** START OF Input records **
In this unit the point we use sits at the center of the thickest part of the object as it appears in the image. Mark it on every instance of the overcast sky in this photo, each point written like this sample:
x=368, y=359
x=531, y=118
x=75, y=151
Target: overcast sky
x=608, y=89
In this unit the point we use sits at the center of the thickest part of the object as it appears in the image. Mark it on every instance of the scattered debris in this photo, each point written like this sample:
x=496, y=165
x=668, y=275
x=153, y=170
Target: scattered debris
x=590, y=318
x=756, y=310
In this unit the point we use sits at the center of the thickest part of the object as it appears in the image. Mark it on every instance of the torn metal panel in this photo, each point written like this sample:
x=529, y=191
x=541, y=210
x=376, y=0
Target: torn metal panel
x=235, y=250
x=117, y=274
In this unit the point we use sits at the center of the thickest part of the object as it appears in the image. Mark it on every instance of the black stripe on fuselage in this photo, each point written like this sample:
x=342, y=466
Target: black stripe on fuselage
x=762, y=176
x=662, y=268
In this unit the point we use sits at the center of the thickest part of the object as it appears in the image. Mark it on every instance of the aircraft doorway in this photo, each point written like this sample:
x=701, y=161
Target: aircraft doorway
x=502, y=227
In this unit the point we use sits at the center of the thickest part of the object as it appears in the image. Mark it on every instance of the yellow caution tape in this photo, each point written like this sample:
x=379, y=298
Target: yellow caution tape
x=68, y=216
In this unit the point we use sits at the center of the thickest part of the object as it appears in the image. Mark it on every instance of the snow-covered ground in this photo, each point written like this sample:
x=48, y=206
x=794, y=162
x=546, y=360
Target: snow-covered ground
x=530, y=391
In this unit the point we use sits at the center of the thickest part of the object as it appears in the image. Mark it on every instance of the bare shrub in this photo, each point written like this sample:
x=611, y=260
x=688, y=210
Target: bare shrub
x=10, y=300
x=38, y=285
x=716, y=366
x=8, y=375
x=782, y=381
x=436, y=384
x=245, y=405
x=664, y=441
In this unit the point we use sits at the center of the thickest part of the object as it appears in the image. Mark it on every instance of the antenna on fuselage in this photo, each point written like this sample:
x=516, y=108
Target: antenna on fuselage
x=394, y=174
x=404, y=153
** END OF Input records **
** START OF Input records **
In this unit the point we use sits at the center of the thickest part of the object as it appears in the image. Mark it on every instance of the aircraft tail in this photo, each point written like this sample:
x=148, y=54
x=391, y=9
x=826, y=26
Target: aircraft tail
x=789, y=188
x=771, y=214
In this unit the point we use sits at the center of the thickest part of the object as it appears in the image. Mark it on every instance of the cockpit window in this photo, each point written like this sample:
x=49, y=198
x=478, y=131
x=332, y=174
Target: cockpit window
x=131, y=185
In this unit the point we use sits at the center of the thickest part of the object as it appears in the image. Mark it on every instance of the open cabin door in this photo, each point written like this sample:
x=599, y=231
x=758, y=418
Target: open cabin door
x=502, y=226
** END OF Input records **
** START OF Input records **
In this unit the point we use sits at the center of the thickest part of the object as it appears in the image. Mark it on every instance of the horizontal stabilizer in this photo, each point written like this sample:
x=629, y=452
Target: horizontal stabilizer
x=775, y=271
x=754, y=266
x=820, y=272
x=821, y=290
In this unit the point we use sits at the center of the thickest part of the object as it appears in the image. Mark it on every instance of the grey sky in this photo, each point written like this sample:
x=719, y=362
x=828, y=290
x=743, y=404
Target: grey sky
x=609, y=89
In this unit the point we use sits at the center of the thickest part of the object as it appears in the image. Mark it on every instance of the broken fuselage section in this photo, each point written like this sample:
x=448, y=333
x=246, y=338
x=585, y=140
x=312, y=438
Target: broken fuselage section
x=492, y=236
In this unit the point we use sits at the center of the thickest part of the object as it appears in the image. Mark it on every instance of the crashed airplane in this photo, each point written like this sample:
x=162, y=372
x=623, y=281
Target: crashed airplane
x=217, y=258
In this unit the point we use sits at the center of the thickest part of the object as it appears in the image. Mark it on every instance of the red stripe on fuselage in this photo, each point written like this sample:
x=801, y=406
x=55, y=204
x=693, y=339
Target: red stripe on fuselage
** END OF Input records **
● **Exercise task**
Write out the lines starting at the one containing "of the overcast" and ending at the one containing "x=117, y=274", replacing "object" with "item" and leaving everything else the same.

● **Solution to this problem**
In this unit the point we use sits at the center of the thickest part of the item as it appears in the image. Mark it on every instance of the overcast sky in this photo, each point written like this sample:
x=368, y=359
x=531, y=118
x=75, y=151
Target: overcast sky
x=608, y=89
In this unit the point we use sits at the center of the thickest part of the item as it appears in the image. Mark it on every instance of the scattered debris in this photo, each point written like this sample:
x=496, y=165
x=668, y=275
x=153, y=170
Target: scattered debris
x=590, y=318
x=756, y=310
In this unit the point we use sits at the center of the thickest part of the item as it appears in the image. Mark it on every instance of the torn metal panel in this photo, each point written like this sample:
x=529, y=191
x=541, y=210
x=376, y=0
Target: torn metal panel
x=235, y=250
x=117, y=274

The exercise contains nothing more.